Work instructions:
Write out, word for word, everything in the entries below from the line containing "Target: trumpet bell" down to the line containing "[(626, 200), (302, 267), (109, 306), (34, 398), (212, 244)]", including both of those lines.

####

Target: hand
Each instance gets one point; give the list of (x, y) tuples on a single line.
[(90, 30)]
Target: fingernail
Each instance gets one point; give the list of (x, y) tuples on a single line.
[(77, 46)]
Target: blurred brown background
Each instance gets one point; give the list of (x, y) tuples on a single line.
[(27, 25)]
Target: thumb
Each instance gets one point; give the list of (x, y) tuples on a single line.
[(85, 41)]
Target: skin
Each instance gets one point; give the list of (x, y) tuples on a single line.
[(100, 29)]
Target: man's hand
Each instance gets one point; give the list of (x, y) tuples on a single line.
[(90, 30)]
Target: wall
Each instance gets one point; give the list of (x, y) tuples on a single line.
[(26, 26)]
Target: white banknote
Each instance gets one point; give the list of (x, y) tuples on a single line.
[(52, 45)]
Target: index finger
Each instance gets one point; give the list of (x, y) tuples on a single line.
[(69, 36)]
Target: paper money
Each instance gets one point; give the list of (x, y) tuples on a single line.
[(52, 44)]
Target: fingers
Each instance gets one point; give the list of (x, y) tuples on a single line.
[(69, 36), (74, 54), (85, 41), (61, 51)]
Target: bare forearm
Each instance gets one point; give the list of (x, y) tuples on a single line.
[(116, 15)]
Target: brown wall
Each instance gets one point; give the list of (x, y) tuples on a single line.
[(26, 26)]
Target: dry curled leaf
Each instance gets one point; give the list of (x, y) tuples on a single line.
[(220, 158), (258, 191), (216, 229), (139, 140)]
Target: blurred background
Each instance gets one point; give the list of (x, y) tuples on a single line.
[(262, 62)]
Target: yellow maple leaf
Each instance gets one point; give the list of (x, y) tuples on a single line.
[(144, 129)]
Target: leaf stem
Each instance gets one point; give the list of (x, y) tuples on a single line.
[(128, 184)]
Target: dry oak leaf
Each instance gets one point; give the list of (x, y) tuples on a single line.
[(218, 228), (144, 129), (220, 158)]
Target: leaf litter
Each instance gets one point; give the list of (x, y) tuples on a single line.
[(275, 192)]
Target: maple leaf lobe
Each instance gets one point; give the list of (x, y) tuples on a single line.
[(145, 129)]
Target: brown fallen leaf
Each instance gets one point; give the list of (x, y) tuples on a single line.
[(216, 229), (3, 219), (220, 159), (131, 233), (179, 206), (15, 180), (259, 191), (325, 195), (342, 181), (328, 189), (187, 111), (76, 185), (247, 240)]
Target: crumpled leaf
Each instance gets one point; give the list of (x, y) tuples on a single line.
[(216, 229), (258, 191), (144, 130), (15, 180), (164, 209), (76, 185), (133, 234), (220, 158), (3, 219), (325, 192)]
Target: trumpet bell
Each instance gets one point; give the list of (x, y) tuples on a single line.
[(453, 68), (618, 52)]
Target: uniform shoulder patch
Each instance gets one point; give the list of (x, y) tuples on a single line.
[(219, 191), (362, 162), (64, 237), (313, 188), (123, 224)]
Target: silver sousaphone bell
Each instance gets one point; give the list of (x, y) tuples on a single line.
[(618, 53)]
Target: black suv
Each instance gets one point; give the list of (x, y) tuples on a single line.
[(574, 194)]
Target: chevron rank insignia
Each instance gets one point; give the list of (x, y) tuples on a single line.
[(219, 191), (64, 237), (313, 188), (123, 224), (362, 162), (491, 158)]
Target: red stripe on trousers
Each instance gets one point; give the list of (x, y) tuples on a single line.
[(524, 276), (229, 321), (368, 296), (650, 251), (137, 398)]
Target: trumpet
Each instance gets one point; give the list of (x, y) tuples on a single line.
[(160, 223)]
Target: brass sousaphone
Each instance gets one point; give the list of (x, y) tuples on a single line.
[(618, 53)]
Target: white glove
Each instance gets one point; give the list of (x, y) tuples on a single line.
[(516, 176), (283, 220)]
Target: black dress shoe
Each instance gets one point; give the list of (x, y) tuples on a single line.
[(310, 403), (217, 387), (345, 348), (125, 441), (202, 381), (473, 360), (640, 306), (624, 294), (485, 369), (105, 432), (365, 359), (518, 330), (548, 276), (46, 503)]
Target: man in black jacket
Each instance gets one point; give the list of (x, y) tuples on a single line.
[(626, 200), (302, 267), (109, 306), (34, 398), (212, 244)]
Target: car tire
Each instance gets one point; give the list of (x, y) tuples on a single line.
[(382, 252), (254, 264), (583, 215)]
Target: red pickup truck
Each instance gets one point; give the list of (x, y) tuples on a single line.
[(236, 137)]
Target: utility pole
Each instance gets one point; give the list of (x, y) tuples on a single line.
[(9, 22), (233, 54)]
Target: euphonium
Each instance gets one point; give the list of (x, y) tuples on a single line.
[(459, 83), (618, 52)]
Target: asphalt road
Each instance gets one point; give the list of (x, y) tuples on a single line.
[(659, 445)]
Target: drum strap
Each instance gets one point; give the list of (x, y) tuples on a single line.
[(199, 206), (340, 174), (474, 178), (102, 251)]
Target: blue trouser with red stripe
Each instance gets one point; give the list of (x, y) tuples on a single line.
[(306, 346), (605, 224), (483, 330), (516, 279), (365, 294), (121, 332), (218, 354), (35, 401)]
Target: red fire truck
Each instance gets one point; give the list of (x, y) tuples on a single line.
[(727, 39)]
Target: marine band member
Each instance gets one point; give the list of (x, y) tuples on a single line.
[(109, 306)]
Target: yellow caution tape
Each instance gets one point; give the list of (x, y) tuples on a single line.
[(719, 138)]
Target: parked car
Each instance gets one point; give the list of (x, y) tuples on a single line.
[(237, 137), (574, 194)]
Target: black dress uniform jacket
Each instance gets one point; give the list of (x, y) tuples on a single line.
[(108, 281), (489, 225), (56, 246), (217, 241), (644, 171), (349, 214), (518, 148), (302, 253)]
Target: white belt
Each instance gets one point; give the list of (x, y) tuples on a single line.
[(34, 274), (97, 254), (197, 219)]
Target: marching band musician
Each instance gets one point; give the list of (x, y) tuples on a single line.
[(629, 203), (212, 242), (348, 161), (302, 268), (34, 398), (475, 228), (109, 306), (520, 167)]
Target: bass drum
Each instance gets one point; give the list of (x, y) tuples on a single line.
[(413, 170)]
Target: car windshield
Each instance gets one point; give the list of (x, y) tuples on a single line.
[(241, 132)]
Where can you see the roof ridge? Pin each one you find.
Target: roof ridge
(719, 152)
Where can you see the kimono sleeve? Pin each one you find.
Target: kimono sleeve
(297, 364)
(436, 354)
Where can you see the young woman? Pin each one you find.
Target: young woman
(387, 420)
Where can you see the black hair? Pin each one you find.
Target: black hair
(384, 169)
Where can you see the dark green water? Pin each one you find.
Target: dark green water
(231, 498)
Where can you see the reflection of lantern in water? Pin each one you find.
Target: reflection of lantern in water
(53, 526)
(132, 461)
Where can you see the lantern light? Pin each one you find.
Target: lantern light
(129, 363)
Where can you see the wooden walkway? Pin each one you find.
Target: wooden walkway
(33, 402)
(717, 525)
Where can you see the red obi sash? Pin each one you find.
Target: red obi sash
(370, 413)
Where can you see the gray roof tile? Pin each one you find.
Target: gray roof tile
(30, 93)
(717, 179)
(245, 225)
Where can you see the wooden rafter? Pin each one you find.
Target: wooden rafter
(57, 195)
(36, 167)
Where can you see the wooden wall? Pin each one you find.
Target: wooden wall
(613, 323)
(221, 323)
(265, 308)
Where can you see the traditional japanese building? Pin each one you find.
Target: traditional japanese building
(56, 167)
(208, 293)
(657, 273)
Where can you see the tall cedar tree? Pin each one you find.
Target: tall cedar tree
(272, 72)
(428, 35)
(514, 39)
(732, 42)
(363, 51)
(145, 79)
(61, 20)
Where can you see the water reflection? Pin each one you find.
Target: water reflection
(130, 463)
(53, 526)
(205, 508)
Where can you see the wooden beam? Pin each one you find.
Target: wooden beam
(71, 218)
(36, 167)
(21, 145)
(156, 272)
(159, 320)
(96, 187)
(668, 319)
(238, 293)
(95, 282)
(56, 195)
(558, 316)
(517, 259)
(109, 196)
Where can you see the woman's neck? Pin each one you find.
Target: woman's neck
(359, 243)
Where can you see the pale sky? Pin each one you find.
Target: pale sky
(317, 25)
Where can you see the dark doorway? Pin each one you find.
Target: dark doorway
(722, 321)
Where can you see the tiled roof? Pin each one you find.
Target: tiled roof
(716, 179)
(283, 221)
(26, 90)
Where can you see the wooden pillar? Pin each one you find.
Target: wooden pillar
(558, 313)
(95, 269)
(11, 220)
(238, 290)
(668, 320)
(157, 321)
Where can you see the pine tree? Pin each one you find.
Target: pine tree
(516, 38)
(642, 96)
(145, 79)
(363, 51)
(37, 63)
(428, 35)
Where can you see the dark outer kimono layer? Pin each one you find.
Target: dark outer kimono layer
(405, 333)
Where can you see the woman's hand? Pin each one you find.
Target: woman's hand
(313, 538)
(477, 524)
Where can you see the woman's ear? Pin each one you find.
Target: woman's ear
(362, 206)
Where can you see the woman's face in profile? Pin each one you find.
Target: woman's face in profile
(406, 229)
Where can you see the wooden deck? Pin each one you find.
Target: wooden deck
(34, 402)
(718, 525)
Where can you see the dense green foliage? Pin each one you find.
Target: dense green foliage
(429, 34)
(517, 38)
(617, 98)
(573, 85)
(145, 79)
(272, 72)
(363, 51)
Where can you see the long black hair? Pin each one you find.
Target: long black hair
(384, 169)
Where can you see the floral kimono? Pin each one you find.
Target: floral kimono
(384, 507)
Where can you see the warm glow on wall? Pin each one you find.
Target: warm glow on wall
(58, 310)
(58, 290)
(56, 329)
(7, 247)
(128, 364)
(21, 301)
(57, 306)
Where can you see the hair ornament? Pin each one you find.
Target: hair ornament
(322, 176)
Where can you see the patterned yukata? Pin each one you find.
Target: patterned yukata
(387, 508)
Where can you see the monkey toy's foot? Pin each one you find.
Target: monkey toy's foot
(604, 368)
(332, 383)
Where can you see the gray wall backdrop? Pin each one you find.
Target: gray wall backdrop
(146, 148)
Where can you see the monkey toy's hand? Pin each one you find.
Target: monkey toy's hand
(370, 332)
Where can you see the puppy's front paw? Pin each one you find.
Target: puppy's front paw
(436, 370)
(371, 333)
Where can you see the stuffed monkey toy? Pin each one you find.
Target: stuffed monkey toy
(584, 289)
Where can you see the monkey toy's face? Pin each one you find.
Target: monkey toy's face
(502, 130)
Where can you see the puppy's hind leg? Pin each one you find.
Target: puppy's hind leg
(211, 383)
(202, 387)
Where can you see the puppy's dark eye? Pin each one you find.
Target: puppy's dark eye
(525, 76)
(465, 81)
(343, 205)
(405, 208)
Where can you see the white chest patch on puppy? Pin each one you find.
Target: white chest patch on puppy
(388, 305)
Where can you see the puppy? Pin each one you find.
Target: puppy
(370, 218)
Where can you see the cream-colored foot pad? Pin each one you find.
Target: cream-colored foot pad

####

Answer to this task:
Target: trumpet bell
Each instance gets one point; give the list of (x, y) tuples on a single line.
[(453, 68), (618, 52)]
Target: uniform shoulder patch
Each instance gets one point; give the list of (x, y) tuples on a single line.
[(219, 191), (362, 162), (64, 237), (313, 188), (123, 224)]
Target: silver sousaphone bell
Each instance gets one point; give the list of (x, y) tuples on a single line.
[(618, 53)]
Target: black suv
Each instance gets one point; give the list of (x, y) tuples on a single line.
[(574, 194)]
Target: chevron rank insignia
Each instance gets one point; give the list of (x, y) tuples on a single line.
[(219, 191), (64, 237), (313, 188), (123, 224), (362, 162), (491, 158)]
Target: red stripe on trousers
Each instance gets one point; give the list of (x, y) tuples on a single line.
[(524, 276), (229, 321), (368, 296), (650, 251), (137, 398)]
Target: trumpet
Each instance gets one point; give the list of (x, y) tuples on a single line.
[(160, 223)]
Target: brass sousaphone
Each instance gets one point; give the list of (x, y) tuples on a single line.
[(618, 53)]
Target: white glove
Each instance gets one point; give the list of (x, y) tuples on a single line.
[(516, 176), (283, 220)]
Target: black dress shoe
Each instance gets one point; give the list of (x, y) tuples on a single line.
[(310, 403), (217, 387), (345, 348), (125, 441), (202, 381), (473, 360), (640, 306), (624, 294), (485, 369), (105, 432), (365, 359), (518, 330), (548, 276), (46, 503)]
Target: man in black jacket
Each instance gets one point; give the list of (x, y) tuples on a single line.
[(626, 200), (302, 267), (109, 306), (34, 398), (212, 244)]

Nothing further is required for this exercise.